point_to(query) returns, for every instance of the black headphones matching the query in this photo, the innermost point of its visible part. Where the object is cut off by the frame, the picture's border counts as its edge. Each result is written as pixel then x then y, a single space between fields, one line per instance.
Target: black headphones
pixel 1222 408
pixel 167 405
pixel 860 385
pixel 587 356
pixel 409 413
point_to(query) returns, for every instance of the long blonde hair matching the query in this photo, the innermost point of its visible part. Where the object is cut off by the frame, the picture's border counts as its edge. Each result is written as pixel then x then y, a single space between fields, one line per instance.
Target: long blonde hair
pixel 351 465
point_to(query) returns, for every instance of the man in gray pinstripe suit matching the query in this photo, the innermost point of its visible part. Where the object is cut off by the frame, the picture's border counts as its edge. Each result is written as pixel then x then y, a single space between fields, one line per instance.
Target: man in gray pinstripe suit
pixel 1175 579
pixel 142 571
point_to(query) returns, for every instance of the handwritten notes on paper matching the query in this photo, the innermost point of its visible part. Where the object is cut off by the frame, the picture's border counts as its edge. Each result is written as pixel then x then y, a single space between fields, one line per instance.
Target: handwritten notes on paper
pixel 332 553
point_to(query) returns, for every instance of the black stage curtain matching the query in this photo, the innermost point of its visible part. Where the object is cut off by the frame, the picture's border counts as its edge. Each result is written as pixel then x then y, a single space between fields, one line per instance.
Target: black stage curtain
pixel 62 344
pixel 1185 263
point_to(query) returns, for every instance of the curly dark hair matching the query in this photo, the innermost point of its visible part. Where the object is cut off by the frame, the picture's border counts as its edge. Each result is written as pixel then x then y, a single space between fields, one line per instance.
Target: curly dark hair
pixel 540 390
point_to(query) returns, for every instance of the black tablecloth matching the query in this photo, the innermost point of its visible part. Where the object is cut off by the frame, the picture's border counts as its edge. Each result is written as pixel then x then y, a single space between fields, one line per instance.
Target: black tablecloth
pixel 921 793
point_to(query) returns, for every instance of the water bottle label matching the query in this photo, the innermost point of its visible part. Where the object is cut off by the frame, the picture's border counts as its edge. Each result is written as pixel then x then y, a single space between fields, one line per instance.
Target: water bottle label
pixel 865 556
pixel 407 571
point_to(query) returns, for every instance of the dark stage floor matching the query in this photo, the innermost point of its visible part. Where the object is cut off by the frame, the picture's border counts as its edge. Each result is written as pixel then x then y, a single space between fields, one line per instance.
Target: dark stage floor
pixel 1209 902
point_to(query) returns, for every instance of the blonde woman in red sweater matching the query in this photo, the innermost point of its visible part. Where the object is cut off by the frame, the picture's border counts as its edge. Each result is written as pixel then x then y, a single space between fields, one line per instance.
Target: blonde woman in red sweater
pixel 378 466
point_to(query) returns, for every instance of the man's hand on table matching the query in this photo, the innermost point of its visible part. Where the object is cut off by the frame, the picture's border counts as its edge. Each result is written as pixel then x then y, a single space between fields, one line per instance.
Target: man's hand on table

-=-=-

● **Work required**
Extract every line of the listing above and reproduce it verbatim, from the first line through the last.

● **Solution below**
point_to(query) returns, for every instance of the black headphones matching the query in this photo, the innermost point of its visible part. Where the object is cut off by the frame, the picture's border counts as its edge. Each result is written as pixel then x then y, a single space between fields, one line per instance.
Target: black headphones
pixel 1222 408
pixel 167 405
pixel 860 385
pixel 587 356
pixel 409 413
point_to(query) returns, for every instance of the long blonde hair matching the query in this photo, the innermost point of its visible part. Where the object is cut off by the frame, the picture's border counts as its edge. Each result is written as pixel then x then y, a single space between fields, one line per instance.
Target: long blonde hair
pixel 351 465
point_to(query) returns, for every instance of the man in gray pinstripe suit matching the query in this photo, the innermost point of its visible part. Where the object is cut off by the frame, the picture's border counts as its edge. Each result is written as pixel then x then y, a single space between fields, one line per instance.
Target: man in gray pinstripe suit
pixel 1175 579
pixel 142 571
point_to(query) returns, for every instance of the handwritten notes on paper matching the query in this photo, the innermost point of its visible part. Where the object is cut off by the frame, the picture's border counts as its edge. Each result is written as pixel then x then y, a single space between fields, one line per instance.
Target: handwritten notes on paper
pixel 332 553
point_to(query) returns, for every instance of the black stage curtain matching the query in this photo, the innermost point of its visible part. Where the object is cut off by the frame, the picture's border counts as its edge. Each result is written as pixel then x then y, a single space between fields, one line per instance.
Target: black stage curtain
pixel 62 344
pixel 1185 263
point_to(query) returns, for every instance of the curly dark hair matching the query in this photo, the innermost point of its visible part. Where the object is cut off by the frame, the picture's border counts as its edge. Each result is written as pixel then x then y, a single space between fields, one line per instance.
Target: curly dark hair
pixel 540 390
point_to(query) returns, for every instance of the black tablecloth matching the query in this photo, the innermost point of its visible part. Where the object is cut off by the frame, the picture's border counts as its edge. Each result is written as pixel then x then y, a single space between fields, one line per instance.
Target: black tablecloth
pixel 921 793
point_to(query) returns, for every instance of the water bottle label matching the query in this photo, the innermost point of its visible part. Where the object is cut off by the frame, the picture's border counts as its edge. Each result is written as pixel then x then y, a single space between fields, one line per instance.
Target: water bottle label
pixel 865 556
pixel 407 571
point_to(query) returns, for every instance of the dark stage floor matching the query in this photo, the innermost point of its visible part. Where the object is cut off by the frame, the picture's border counts as its edge. Each result is written as pixel then x then y, a single space between fields, one line per instance.
Target: dark stage floor
pixel 1209 902
point_to(query) returns, for every instance of the blonde woman in red sweater matching the query in this photo, the innermost point of its visible part. Where the object is cut off by the frame, the picture's border counts as its edge. Each result is written as pixel then x then y, a single space between fields, one line per instance.
Target: blonde woman in red sweater
pixel 378 466
point_to(query) returns, for every instance of the man's hand on table matching the query in this photo, the innermost point of its visible part. Where the object is cut off by the frame, the picture's border counts as its edge. Each result is written as pixel then x then y, a single space between fields, one line per instance.
Target: man's hand on table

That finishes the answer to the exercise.